[Study text — start]

A month ago I left my hometown of Québec, Canada to spend a term in London. As part of my PhD at Université Laval, I am required to do a research practicum at another university in order to 1) acquire additional research skills and 2) be immersed in a different research environment. Since my research interests focus on how genetic and environmental factors’ influence the development of internalizing problems, working at the EDIT Lab was a great fit for me.




After adapting to the jetlag, getting used to hearing the British accent, and celebrating the fact that I will not have to wear winter boots this year, I am settling into a new routine. So far, this routine has involved working on a new project at the EDIT Lab and, of course, enjoying the city of London at my free time.


This winter, I am postponing working on my dissertation to collaborate with people at the EDIT Lab on a new project. My previous training is in developmental psychology, and more specifically behavioural genetics based on twin methodology. Evidence from twin studies suggest that individual differences in internalizing behaviours are (partly) explained by genes (Kendler, Gatz, Gardner, & Pedersen, 2006; Polderman et al., 2015). Therefore, the field has been moving toward molecular genetics to identify these genetic mechanisms at the biological level. My main goal for the next couple of weeks is to initiate myself to these methods by working on a project using genomic data from the UK Biobank.

“most of my cognitive capacity has been consecrated to learning new stuff”

Getting out of my comfort zone

This practicum is obviously a fantastic educational opportunity. However, coming to London also meant adapting to a lot of changes in my personal life. Obviously, the hardest challenge is being away from my family and my boyfriend for several months. Of course, they plan on visiting me (or maybe just benefit from the fact that I am here to visit London). To my surprise however, these changes did not bother me much and I have not felt homesick (nor missed my family too much, to the risk of being an ungrateful daughter and girlfriend). My explanation to this smooth adaptation is an interplay between two factors: a very warm welcome from the people at the EDIT Lab, who immediately made me feel part of the team, and the fact that most of my cognitive capacity has been consecrated to learning new stuff, leaving me no energy to miss home.

[Study text — finish]
[Data shown — start]

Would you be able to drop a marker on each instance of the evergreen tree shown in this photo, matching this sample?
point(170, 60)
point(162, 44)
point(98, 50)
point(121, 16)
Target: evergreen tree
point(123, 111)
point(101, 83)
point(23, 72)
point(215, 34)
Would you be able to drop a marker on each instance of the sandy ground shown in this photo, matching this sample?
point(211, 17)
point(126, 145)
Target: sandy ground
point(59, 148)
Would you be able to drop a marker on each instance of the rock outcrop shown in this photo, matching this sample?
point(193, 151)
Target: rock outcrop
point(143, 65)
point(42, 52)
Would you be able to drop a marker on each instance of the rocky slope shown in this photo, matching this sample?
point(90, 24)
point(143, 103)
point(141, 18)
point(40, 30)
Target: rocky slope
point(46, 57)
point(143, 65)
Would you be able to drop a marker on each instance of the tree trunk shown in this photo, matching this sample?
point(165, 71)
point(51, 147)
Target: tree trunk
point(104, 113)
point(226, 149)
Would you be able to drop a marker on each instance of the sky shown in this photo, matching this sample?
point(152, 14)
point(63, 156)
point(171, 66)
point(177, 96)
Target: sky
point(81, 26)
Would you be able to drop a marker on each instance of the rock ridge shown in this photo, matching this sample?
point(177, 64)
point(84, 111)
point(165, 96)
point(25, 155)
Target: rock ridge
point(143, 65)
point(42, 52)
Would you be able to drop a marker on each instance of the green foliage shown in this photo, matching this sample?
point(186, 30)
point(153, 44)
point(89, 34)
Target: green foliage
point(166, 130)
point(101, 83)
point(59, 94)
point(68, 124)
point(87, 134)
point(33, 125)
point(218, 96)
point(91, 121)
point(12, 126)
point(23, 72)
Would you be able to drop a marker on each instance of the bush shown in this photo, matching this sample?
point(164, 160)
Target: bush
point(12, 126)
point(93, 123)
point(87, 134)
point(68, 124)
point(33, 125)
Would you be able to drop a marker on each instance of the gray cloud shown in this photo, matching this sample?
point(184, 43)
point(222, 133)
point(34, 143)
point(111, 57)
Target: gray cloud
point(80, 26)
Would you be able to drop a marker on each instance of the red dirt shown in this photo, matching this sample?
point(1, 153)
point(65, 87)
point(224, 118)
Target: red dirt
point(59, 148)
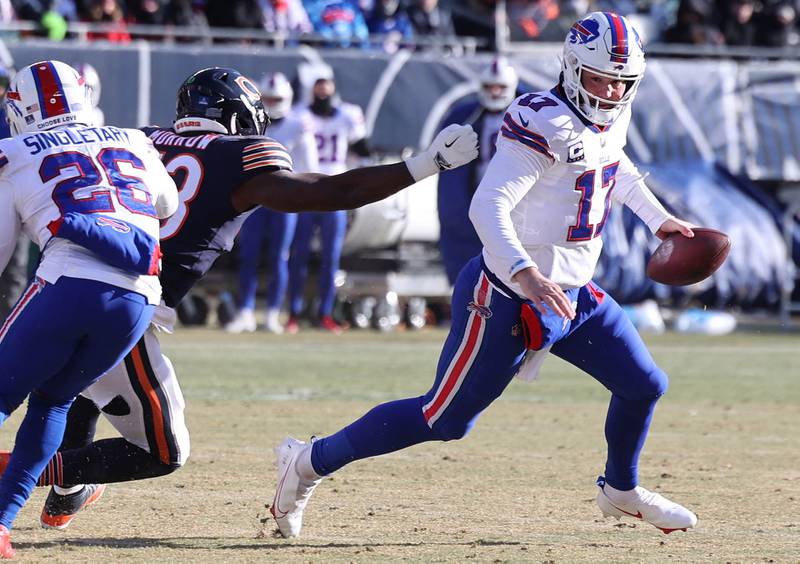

[Data shown — finish]

* Directions for this task
According to the London practicum text, at which university is the writer doing a PhD?

* Your solution
Université Laval